### [SELECTED TEXT]
Magnolia is a farming and ranching community located within Parkland County in the Canadian province of Alberta. It is on the west end of Isle Lake and east of the Pembina River in west-central Alberta.

== History ==
Both the Foley Trail and the Yellowhead Trail, fur trade routes, passed through this area. In the 1860s Pierre and Marie Grey established their stopping house and independent trading post on the northwest corner of Isle Lake (also known as Lake Isle) . In 1905, Swedish homesteaders arrived in the area. The first post office was also opened in 1908. The Magnolia School was opened in 1911 and operated until 1948. The Magnolia Community Hall is the only public building on the old Magnolia townsite. On May 29, 1982, Magnolia was hit by an F0 tornado.

===Railway history===
In 1908, the Canadian Northern Railway was built roughly along the Yellowhead Trail route and a railway station was established at Magnolia. The Grand Trunk Pacific Railway was built on a path through Stony Plain and Wabamun, coming around the south side of Isle Lake , passing over the Magnolia Bridge, two miles south of the Magnolia townsite. The two railways ran in parallel west of Magnolia. The Canadian Northern Railway tracks were eventually torn out. The Magnolia Bridge was converted from wood to steel and is used by Canadian National Railways.

### [GIVEN DATA]

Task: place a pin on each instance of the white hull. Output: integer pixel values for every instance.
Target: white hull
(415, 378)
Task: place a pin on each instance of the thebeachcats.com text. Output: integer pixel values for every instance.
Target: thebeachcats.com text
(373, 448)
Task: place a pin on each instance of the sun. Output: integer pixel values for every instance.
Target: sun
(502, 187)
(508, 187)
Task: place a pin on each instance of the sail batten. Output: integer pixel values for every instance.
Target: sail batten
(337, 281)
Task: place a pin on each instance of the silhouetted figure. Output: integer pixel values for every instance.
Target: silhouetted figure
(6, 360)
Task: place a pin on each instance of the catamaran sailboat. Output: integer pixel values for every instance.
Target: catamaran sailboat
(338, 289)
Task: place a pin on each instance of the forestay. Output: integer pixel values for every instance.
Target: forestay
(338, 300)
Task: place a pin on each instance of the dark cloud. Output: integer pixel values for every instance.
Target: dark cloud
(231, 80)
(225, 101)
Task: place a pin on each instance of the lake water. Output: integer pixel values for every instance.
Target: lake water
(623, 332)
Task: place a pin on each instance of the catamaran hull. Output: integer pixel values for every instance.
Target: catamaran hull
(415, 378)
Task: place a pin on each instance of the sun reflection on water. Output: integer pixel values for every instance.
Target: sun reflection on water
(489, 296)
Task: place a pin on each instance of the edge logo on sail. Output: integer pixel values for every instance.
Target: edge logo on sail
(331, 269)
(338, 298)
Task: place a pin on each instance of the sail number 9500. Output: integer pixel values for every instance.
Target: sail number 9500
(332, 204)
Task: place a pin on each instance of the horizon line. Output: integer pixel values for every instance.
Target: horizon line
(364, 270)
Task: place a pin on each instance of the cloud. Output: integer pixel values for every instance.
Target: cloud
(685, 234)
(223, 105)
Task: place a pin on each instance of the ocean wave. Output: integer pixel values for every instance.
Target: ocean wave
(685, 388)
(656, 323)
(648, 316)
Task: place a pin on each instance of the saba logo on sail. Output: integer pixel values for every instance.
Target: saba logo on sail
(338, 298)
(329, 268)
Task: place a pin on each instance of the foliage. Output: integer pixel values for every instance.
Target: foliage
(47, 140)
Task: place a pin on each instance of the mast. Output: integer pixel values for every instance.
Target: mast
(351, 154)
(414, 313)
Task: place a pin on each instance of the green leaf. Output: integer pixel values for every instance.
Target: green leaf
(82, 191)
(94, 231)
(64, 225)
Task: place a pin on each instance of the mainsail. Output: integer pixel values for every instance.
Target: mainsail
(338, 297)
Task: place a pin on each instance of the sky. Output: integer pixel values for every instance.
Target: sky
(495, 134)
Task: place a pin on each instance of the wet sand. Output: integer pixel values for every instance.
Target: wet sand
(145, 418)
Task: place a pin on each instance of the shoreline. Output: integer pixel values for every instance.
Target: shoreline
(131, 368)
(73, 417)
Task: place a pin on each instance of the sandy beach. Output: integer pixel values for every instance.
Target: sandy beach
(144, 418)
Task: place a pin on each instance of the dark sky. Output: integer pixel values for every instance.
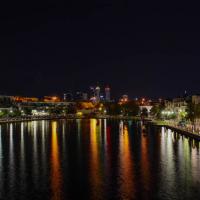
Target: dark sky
(141, 49)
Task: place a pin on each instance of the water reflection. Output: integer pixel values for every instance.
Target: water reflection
(56, 178)
(35, 154)
(1, 164)
(145, 163)
(22, 159)
(126, 178)
(94, 160)
(11, 172)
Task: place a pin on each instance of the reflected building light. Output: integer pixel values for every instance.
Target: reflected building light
(44, 156)
(56, 178)
(1, 166)
(11, 162)
(35, 155)
(94, 161)
(105, 132)
(22, 159)
(126, 181)
(121, 127)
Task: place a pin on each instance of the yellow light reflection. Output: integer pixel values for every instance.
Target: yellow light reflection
(56, 179)
(126, 164)
(145, 163)
(94, 161)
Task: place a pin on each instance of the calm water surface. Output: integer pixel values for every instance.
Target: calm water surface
(96, 159)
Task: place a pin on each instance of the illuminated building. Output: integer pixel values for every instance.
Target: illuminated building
(51, 99)
(107, 93)
(97, 93)
(25, 99)
(85, 96)
(124, 99)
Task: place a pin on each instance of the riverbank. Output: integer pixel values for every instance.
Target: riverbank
(182, 131)
(34, 118)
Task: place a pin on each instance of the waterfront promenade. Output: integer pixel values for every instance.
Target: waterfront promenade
(187, 131)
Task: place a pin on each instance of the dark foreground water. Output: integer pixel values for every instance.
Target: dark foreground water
(96, 159)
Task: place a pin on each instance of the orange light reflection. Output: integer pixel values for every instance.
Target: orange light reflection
(56, 179)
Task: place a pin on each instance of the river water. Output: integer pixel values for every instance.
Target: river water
(96, 159)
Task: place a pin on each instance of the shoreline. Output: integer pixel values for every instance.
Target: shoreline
(26, 119)
(178, 130)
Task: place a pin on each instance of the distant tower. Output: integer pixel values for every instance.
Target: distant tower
(107, 92)
(65, 97)
(97, 93)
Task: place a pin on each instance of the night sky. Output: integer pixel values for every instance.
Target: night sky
(140, 49)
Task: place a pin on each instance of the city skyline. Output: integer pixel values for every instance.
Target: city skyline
(139, 49)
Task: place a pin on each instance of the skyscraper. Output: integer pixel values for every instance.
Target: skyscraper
(97, 93)
(107, 93)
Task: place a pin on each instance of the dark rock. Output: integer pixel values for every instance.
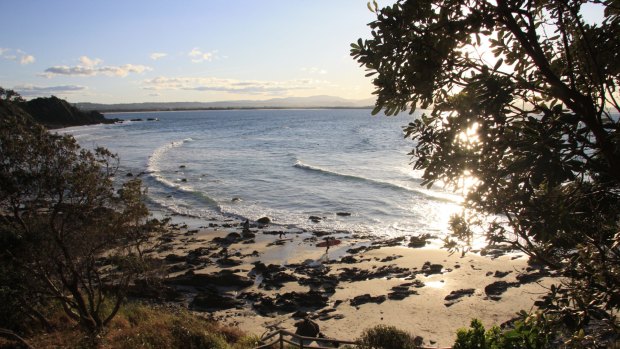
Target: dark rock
(418, 241)
(228, 262)
(174, 258)
(498, 287)
(532, 277)
(390, 243)
(501, 274)
(210, 299)
(348, 260)
(430, 269)
(293, 301)
(147, 290)
(366, 298)
(460, 293)
(307, 328)
(264, 220)
(386, 271)
(223, 278)
(400, 292)
(390, 258)
(274, 276)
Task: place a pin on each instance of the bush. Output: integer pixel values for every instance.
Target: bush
(387, 337)
(530, 331)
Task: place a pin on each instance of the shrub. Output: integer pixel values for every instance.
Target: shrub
(530, 331)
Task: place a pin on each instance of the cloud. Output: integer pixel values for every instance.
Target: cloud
(16, 55)
(157, 55)
(89, 62)
(314, 71)
(197, 56)
(90, 67)
(34, 91)
(230, 85)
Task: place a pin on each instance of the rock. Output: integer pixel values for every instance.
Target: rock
(500, 274)
(227, 262)
(264, 220)
(175, 258)
(455, 296)
(430, 269)
(495, 289)
(390, 258)
(156, 291)
(386, 271)
(418, 241)
(366, 298)
(348, 260)
(532, 277)
(224, 278)
(400, 292)
(307, 328)
(460, 293)
(233, 237)
(210, 299)
(293, 301)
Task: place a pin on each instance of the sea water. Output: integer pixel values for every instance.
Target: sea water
(284, 164)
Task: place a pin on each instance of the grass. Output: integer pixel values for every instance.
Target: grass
(140, 325)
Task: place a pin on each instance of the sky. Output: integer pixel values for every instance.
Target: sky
(172, 51)
(129, 51)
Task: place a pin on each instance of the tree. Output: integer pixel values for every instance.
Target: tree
(523, 101)
(66, 236)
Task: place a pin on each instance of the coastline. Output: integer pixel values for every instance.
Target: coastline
(262, 280)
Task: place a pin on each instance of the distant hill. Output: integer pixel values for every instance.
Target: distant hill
(289, 102)
(52, 112)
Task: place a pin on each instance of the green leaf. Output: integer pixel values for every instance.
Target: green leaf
(498, 64)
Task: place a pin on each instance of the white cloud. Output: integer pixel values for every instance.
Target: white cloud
(197, 56)
(35, 91)
(314, 71)
(157, 55)
(16, 55)
(27, 59)
(90, 67)
(230, 85)
(89, 62)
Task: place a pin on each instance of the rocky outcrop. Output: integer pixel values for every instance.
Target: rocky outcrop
(54, 112)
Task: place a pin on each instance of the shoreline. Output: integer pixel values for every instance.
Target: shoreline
(269, 278)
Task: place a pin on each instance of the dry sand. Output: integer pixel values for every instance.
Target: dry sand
(426, 314)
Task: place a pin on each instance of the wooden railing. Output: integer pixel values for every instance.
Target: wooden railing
(278, 338)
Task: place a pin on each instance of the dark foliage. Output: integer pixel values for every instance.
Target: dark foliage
(532, 120)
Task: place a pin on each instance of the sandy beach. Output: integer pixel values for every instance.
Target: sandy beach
(270, 278)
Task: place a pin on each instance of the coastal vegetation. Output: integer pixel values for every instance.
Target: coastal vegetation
(523, 117)
(52, 112)
(69, 238)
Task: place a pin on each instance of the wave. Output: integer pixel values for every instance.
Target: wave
(154, 171)
(428, 193)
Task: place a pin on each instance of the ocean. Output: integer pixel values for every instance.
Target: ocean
(287, 165)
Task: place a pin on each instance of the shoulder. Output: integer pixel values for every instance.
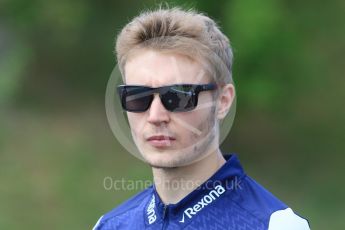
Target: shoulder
(287, 219)
(266, 207)
(128, 209)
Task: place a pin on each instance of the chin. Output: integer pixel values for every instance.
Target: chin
(168, 159)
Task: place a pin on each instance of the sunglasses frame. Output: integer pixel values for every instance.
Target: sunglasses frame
(146, 90)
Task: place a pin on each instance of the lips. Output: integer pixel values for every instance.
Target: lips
(160, 141)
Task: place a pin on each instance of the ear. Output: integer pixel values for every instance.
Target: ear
(225, 99)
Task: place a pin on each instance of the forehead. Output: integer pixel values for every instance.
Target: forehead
(157, 68)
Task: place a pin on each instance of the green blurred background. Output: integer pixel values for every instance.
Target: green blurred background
(56, 147)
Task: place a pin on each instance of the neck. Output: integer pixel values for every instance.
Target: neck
(173, 184)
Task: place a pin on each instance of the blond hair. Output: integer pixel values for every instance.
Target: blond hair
(183, 31)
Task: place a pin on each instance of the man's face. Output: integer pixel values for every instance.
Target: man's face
(171, 139)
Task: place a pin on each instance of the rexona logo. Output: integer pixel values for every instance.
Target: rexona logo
(151, 214)
(206, 200)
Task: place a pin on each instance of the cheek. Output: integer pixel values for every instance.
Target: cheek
(201, 121)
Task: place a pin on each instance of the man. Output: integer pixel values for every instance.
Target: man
(176, 66)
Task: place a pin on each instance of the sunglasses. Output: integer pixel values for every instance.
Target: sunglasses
(175, 98)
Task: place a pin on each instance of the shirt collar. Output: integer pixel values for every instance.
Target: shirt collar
(224, 176)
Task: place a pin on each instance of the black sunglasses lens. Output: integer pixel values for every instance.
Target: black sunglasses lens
(179, 98)
(136, 98)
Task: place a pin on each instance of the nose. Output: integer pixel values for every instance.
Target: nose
(157, 112)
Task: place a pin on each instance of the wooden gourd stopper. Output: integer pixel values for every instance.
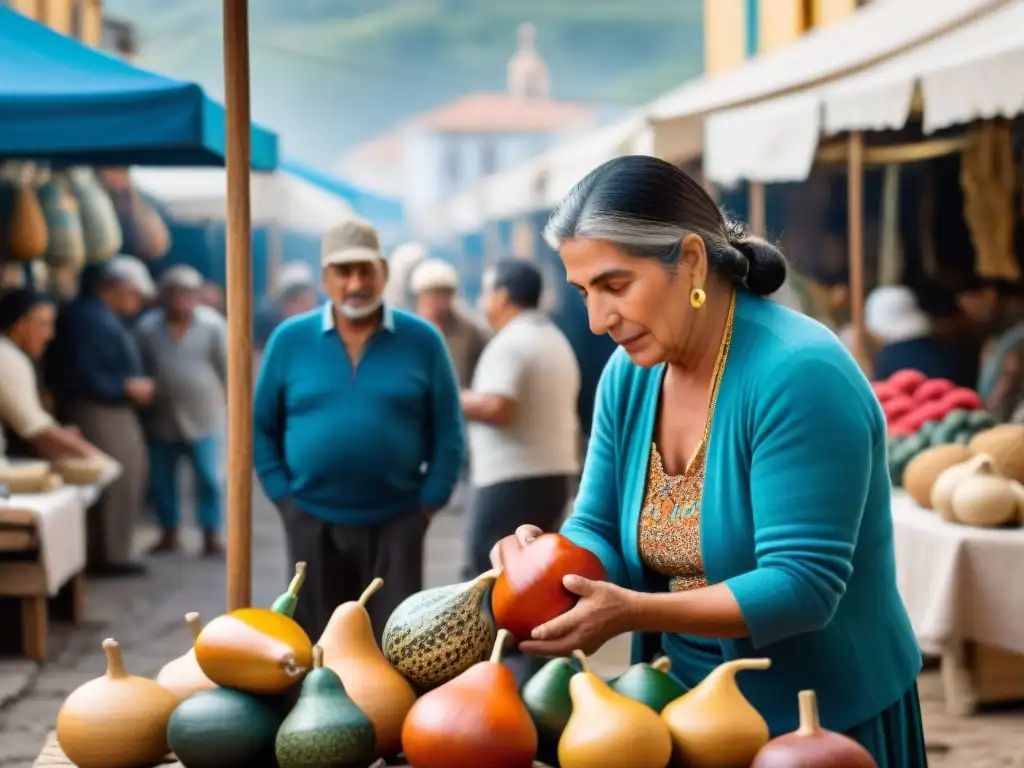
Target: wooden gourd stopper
(370, 591)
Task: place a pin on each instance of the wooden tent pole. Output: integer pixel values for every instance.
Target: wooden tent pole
(240, 306)
(855, 229)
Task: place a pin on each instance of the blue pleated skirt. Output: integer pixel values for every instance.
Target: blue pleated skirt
(896, 736)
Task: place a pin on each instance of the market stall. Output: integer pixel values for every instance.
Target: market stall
(72, 104)
(955, 581)
(43, 540)
(68, 108)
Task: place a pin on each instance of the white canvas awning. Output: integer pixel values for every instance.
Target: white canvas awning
(875, 33)
(279, 199)
(973, 72)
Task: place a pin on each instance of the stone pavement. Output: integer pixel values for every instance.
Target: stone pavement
(147, 617)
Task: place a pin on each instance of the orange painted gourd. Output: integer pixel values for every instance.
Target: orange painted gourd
(256, 650)
(528, 592)
(351, 651)
(811, 745)
(182, 677)
(116, 721)
(473, 721)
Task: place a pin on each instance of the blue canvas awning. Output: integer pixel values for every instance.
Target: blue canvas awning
(64, 101)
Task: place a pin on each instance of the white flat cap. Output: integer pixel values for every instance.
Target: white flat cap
(351, 242)
(182, 278)
(434, 274)
(133, 271)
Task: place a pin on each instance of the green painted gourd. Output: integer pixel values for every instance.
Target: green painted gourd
(547, 697)
(435, 635)
(326, 729)
(286, 602)
(649, 684)
(224, 728)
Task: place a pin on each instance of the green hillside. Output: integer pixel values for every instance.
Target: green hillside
(328, 74)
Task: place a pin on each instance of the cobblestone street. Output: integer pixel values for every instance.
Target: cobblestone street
(146, 616)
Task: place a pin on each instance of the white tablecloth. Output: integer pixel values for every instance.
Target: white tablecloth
(960, 583)
(60, 522)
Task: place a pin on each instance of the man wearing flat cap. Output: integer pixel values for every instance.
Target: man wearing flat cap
(358, 434)
(435, 285)
(96, 374)
(184, 347)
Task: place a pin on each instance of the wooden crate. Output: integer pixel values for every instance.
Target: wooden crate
(52, 757)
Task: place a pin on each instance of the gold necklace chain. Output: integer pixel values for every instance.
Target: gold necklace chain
(719, 372)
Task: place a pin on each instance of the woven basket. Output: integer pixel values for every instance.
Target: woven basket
(34, 477)
(80, 471)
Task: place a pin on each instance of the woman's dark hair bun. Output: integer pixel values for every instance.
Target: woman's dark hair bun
(766, 264)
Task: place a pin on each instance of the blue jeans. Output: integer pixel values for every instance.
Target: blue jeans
(205, 459)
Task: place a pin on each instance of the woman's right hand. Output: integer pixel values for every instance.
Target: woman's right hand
(523, 536)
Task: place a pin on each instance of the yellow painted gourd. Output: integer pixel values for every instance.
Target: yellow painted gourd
(116, 721)
(713, 725)
(256, 650)
(608, 730)
(376, 687)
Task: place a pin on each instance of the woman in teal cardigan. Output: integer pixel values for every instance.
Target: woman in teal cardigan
(735, 484)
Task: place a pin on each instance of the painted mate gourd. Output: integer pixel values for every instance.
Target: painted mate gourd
(116, 721)
(609, 730)
(435, 635)
(714, 725)
(475, 720)
(350, 650)
(811, 745)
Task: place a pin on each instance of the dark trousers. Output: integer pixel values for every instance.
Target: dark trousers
(111, 523)
(342, 560)
(495, 512)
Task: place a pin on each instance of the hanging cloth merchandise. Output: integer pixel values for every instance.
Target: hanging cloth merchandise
(67, 242)
(890, 245)
(99, 221)
(988, 176)
(26, 227)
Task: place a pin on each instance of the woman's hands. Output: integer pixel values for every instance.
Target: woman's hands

### [WHAT YOU NEED TO DO]
1) In the text about Magnolia, Alberta, in what year did Swedish homesteaders arrive in the area?
2) Summarize the text about Magnolia, Alberta, in two sentences.
3) Resume the text about Magnolia, Alberta, picking up right after its final sentence.

### [ANSWERS GIVEN]
1) 1905

2) Magnolia is a farming and ranching community in Parkland County, Alberta, at the west end of Isle Lake, in an area once crossed by the Foley and Yellowhead fur trade routes, where Swedish homesteaders arrived in 1905. In 1908 the Canadian Northern Railway established a station at Magnolia, while the Grand Trunk Pacific Railway passed two miles south over the Magnolia Bridge, which was later converted from wood to steel and is used by Canadian National Railways.

3)
== Geography ==
The Magnolia area is hilly, with gravel moraines left by retreating ice sheets. There are areas of muskeg. Creeks and rivers feed into Round Lake and Isle Lake. The Sturgeon River flows under the Magnolia Bridge before it reaches Isle Lake.

== Authors from Magnolia ==

- Anderson, Harold (translator). Thomeus, Edwin. Letters of a Swedish Homesteader: life in Magnolia 1905 - 1912. (1983).
- Brown, Eric J. Ingrid: an immigrant's tale (2000); Anna: her odyssey to freedom (2002); Ginny: a Canadian story of love and friendship (2002); The Promise (2004); To the Last Tree Standing (2006); Third Time Lucky (2009); The School of Opportunity (2010); Neogaea (2013).
- Campbell, Gene. Seven More Sleeps: memories of the Brazeau River gas plant. (2008); Clouds and Other Aerial Phenomena (2024).
- MacLeod, Jenny. "The Open Gate", serialized in the Western Producer, beginning December 4, 1960.